**Explore the material**
• A. Output the passage of the mirror-image detection text starting at "In many structure-based" and ending at "(Q is high)", reproducing it word for word.
• B. Write the next part of the text on detecting mirror images in coarse-grained simulations, picking up after its final line.

Top of Source passage

Detecting Mirror Images in Coarse-Grained Simulations

In coarse-grained structure-based folding simulations, a protein can sometimes fold into a global mirror-image structure rather than the physically correct native fold. These mirror-image states are typically artifacts for an all-L polypeptide and should be removed from downstream analysis.

Purpose

This workflow is designed to:

  • Flag trajectories trapped in a global mirror-image basin
  • Distinguish them from native-like and non-mirror misfolded trajectories
  • Remove only global mirror-image artifacts

Why mirror-image states appear in CG models

In many structure-based CG models:

  • Native contact topology is preserved
  • Global fold geometry is approximated
  • Chirality is not strictly enforced

As a result, a mirrored fold can still be compact, stable, and even have high Q, despite being physically invalid for all-L proteins.

Detection principle

A global mirror-image trajectory is expected to satisfy all of the following:

  • Folded or near-folded (Q is high)

Bottom of Source passage
Top of Record set

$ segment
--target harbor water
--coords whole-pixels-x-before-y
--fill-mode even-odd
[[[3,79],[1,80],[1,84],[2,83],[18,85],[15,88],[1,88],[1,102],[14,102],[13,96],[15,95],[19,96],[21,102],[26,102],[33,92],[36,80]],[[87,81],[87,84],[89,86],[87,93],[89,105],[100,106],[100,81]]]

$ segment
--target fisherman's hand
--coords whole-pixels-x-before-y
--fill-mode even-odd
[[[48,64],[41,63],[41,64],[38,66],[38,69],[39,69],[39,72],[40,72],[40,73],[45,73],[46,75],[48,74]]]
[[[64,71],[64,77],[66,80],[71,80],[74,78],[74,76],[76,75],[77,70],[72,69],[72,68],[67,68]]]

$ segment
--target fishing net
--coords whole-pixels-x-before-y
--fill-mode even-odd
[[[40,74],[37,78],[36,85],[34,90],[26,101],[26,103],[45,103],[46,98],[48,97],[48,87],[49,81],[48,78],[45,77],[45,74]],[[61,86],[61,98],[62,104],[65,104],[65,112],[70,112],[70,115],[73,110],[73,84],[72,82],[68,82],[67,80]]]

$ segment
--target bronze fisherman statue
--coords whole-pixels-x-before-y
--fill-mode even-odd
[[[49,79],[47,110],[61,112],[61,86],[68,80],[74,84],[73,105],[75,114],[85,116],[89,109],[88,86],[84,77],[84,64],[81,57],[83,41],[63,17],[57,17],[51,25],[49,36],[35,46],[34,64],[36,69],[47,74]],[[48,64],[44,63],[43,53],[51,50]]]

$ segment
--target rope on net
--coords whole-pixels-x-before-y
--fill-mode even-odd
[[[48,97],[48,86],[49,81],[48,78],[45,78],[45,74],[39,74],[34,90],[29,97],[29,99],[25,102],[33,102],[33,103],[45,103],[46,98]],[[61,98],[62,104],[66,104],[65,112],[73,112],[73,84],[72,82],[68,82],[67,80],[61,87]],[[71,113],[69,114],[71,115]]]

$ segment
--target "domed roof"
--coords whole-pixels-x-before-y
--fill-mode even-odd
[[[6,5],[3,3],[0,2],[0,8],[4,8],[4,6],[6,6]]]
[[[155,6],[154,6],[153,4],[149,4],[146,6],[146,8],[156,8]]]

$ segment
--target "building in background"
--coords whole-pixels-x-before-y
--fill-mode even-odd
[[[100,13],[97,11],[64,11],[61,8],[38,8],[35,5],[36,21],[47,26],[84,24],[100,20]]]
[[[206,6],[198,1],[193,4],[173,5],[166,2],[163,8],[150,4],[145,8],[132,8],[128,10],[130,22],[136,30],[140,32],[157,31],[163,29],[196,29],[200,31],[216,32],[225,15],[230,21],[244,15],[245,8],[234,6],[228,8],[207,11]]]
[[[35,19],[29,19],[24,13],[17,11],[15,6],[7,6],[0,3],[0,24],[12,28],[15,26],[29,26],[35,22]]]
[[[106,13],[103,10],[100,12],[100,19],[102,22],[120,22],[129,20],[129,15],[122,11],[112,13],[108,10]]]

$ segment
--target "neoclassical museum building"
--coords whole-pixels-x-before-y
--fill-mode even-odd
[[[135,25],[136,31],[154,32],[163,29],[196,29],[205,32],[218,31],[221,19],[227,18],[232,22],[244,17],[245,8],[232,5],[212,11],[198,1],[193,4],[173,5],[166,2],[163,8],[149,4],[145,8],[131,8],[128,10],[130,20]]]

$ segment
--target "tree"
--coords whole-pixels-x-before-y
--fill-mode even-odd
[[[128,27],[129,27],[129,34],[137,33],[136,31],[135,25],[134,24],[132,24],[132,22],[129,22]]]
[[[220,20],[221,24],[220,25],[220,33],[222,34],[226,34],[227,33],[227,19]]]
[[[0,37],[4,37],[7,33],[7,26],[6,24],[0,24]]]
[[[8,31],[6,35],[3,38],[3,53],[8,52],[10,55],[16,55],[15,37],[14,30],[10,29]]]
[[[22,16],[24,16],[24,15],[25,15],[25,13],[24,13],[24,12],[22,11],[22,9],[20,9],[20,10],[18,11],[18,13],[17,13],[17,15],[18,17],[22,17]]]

Bottom of Record set

**Per-task outputs**
• A.
In many structure-based CG models:

  • Native contact topology is preserved
  • Global fold geometry is approximated
  • Chirality is not strictly enforced

As a result, a mirrored fold can still be compact, stable, and even have high Q, despite being physically invalid for all-L proteins.

Detection principle

A global mirror-image trajectory is expected to satisfy all of the following:

  • Folded or near-folded (Q is high)

• B.
  • Low agreement with native chirality (inverted handedness)
  • Geometrically closer to reflected native than to native

So detection combines:

  • Q (folded-state filter)
  • Global chirality agreement score vs native
  • RMSD_native
  • RMSD_reflected

Why Q alone is not enough

Q measures native-contact similarity but does not encode handedness. Therefore, mirror-image conformations can still show high Q.

Use the same late-time window for all time-averaged quantities below (for example, last 10 ns).

Step 1: Keep folded trajectories

For each trajectory, compute late-window mean ⟨Q⟩_last and keep:

⟨Q⟩_last > 0.6

Step 2: Compute global chirality agreement

Compute a scalar chirality agreement score against the native chirality structure:

  • Larger values: better native handedness agreement
  • Smaller values: mirror-like inversion

Threshold used here:

chirality < 0.2

Step 3: Build reflected native reference

Reflect the native structure by flipping one coordinate axis (for example, x -> -x). One axis flip is sufficient because reflections differ only by rotation.

Step 4: Compare RMSD to both references

Compute late-window means of:

  • RMSD_native (rotation-only alignment to native)
  • RMSD_reflected (rotation-only alignment to reflected native)

Important: use proper rotations only (det = +1). Reflection should enter through the reflected reference structure, not through allowing improper alignment transforms.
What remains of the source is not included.